# Given exercise
Copy the lines below word for word, without changing anything.

(Lines from a point annotation set)
* BEGIN *

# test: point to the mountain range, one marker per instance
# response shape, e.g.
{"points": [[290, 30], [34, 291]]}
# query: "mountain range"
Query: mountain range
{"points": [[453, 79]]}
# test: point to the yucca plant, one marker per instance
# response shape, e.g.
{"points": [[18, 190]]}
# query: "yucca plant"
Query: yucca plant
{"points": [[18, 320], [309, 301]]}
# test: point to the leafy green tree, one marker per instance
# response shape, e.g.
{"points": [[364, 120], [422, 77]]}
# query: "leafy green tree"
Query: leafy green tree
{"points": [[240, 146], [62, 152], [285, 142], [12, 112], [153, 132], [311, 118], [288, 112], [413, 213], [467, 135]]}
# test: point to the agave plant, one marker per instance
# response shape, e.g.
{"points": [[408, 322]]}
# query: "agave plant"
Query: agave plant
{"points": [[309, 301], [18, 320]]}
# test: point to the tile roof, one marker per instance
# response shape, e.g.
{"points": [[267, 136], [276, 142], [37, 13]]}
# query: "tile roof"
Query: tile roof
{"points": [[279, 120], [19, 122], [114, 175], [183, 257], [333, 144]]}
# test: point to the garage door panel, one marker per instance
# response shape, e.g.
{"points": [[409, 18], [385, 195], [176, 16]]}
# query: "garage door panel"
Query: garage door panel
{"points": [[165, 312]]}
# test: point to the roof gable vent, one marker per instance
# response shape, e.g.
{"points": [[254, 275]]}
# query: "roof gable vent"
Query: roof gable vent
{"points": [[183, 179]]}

* END *

# Response to the exercise
# test: point to the mountain range, one marker per instance
# response shape, e.g.
{"points": [[290, 30], [34, 291]]}
# query: "mountain range"
Query: mountain range
{"points": [[453, 79]]}
# test: point to the yucca plant, one marker per instance
# response shape, e.g.
{"points": [[18, 190]]}
# query: "yucca plant"
Query: yucca plant
{"points": [[18, 320], [309, 301]]}
# test: point to the leafy green tree, one marker per instance
# response shape, e.g.
{"points": [[364, 120], [422, 77]]}
# query: "leafy green tree"
Query: leafy green tree
{"points": [[240, 146], [62, 152], [285, 142], [12, 112], [153, 132], [311, 118], [288, 112], [413, 213], [467, 135]]}
# test: point to the agave plant, one marker per instance
# response shape, e.g.
{"points": [[408, 322]]}
# query: "agave plant"
Query: agave plant
{"points": [[309, 301], [18, 320]]}
# test: point to the tile roof, one marker per instance
# response shape, e.g.
{"points": [[267, 136], [276, 142], [37, 13]]}
# query: "tile roof"
Query: tile roof
{"points": [[279, 120], [19, 122], [114, 175], [183, 257], [333, 144]]}
# test: point to the garage door panel, one marker per instance
# response shape, e.g.
{"points": [[409, 18], [385, 195], [176, 16]]}
# query: "garage door panel"
Query: garage door panel
{"points": [[165, 312]]}
# test: point to the roof gable vent, one marker per instance
# response shape, e.g.
{"points": [[254, 275]]}
# query: "roof gable vent"
Query: roof gable vent
{"points": [[183, 179]]}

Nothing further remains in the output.